#### [ENTRIES SHOWN]

↓↓↓

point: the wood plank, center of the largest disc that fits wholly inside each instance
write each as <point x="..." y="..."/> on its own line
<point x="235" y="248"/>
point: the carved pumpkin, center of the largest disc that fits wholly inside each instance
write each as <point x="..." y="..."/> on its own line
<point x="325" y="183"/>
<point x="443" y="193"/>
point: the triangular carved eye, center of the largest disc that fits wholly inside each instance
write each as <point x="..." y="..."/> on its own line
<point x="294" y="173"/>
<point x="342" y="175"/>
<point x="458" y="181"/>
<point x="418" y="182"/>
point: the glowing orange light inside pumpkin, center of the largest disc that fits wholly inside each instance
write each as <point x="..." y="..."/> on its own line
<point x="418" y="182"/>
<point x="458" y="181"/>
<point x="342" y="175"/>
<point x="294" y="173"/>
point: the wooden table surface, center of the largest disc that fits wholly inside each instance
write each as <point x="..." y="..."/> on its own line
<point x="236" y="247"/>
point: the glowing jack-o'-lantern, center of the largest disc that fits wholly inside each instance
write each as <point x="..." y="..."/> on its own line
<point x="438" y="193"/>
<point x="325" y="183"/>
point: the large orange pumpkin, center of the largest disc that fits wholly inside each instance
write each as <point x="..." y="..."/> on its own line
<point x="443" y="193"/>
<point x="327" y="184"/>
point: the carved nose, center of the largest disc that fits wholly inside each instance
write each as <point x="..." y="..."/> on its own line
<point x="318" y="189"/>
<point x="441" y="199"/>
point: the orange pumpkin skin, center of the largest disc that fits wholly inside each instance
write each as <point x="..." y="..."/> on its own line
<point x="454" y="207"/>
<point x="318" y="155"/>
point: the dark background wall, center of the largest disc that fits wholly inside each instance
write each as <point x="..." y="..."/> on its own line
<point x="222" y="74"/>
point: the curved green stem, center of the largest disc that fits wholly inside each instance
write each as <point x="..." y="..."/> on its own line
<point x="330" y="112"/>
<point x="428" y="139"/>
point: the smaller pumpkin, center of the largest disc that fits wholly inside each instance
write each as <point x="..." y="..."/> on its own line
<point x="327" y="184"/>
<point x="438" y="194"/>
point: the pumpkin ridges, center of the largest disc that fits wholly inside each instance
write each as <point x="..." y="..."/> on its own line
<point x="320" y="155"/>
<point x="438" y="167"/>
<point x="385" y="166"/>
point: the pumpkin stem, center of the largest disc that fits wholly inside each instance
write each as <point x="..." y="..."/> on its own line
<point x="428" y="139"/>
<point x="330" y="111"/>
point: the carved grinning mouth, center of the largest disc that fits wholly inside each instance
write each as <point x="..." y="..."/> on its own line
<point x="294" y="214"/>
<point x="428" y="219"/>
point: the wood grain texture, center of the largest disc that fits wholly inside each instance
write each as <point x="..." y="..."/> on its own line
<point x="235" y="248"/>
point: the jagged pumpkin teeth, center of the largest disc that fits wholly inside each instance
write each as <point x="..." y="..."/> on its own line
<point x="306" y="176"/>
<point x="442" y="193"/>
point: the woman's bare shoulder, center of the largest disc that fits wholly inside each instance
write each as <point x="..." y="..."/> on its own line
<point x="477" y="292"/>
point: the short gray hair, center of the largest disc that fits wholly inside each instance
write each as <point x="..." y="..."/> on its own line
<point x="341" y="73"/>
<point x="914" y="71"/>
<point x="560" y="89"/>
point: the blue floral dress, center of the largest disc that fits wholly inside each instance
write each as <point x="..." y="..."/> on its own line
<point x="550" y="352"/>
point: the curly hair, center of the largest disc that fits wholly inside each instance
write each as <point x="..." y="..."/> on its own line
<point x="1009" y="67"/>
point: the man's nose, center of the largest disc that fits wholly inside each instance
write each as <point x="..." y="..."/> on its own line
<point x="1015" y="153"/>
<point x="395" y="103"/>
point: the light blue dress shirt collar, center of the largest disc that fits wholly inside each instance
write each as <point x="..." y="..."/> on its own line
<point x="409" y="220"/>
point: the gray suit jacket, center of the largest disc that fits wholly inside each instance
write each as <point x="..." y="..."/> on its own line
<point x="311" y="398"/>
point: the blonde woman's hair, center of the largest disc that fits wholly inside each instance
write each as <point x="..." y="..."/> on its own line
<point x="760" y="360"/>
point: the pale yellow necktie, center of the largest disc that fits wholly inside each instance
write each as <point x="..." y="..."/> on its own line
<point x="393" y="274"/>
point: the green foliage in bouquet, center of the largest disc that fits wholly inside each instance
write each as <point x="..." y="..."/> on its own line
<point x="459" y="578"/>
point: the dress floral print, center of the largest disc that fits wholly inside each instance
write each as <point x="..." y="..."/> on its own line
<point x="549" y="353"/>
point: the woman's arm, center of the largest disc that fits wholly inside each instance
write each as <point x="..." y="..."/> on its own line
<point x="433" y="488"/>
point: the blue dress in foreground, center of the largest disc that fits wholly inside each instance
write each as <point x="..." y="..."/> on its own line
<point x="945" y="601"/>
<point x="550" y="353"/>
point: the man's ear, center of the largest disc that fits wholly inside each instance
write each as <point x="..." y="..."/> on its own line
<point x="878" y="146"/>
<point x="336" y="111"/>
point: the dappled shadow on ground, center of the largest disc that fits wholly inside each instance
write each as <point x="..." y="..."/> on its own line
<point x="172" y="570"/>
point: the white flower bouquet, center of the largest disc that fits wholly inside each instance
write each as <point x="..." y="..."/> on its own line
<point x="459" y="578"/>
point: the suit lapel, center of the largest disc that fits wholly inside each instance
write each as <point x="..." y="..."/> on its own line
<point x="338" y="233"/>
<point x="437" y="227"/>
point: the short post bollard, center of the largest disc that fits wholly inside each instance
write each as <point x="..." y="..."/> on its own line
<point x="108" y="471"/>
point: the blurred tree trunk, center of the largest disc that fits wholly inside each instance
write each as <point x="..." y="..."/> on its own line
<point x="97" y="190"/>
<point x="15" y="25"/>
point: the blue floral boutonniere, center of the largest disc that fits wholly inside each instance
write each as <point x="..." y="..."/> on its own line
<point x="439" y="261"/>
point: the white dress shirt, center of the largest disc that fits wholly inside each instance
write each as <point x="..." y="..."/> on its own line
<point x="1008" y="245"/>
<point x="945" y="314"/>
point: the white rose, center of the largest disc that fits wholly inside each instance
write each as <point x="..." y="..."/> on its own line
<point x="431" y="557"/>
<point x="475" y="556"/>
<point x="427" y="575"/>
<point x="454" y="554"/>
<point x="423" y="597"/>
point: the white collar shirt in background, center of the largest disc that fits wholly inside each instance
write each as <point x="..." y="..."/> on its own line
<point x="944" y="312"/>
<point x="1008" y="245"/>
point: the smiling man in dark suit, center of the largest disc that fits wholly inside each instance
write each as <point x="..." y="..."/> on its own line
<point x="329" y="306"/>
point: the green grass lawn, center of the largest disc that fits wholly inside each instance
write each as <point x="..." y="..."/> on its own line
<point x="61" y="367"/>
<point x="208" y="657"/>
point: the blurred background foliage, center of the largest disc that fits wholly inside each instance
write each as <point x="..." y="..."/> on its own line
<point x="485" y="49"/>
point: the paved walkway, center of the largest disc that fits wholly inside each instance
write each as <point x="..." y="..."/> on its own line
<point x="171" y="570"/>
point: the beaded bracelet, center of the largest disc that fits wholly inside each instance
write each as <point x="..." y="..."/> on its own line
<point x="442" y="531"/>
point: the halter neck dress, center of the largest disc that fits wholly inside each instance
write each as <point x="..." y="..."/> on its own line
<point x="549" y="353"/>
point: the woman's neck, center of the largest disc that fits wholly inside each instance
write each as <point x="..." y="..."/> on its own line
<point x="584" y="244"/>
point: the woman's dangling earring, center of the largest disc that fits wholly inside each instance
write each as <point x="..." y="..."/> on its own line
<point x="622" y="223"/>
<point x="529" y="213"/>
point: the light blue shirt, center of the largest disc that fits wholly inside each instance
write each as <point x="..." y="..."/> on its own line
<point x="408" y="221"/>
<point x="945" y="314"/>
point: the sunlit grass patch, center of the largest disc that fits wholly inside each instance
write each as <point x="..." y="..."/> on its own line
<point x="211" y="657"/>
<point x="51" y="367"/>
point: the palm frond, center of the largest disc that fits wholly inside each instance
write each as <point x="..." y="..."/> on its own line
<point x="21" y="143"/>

↑↑↑

#### [GIVEN REQUEST]
Everything from the line with "point: the halter" through the last line of the material above should be echoed exactly, and nothing else.

#### [FULL OUTPUT]
point: the halter neck dress, center of the largest disc that fits wholly inside each instance
write each as <point x="..." y="..."/> on its own line
<point x="549" y="353"/>
point: the woman's neck, center of the largest disc that fits wholly inside each instance
write each as <point x="..." y="..."/> on its own line
<point x="584" y="244"/>
point: the woman's dangling earring, center of the largest disc that fits wholly inside each instance
write each as <point x="..." y="..."/> on its own line
<point x="622" y="223"/>
<point x="529" y="213"/>
point: the light blue shirt, center of the largest disc that fits wholly inside each instance
write each as <point x="..." y="..."/> on its own line
<point x="408" y="221"/>
<point x="945" y="314"/>
point: the sunlit grass patch, center of the largest disc that fits wholly inside each instance
write each as <point x="..." y="..."/> on its own line
<point x="211" y="657"/>
<point x="51" y="367"/>
point: the palm frond, center of the largest disc that fits wholly inside each instance
write each as <point x="..." y="..."/> on its own line
<point x="21" y="143"/>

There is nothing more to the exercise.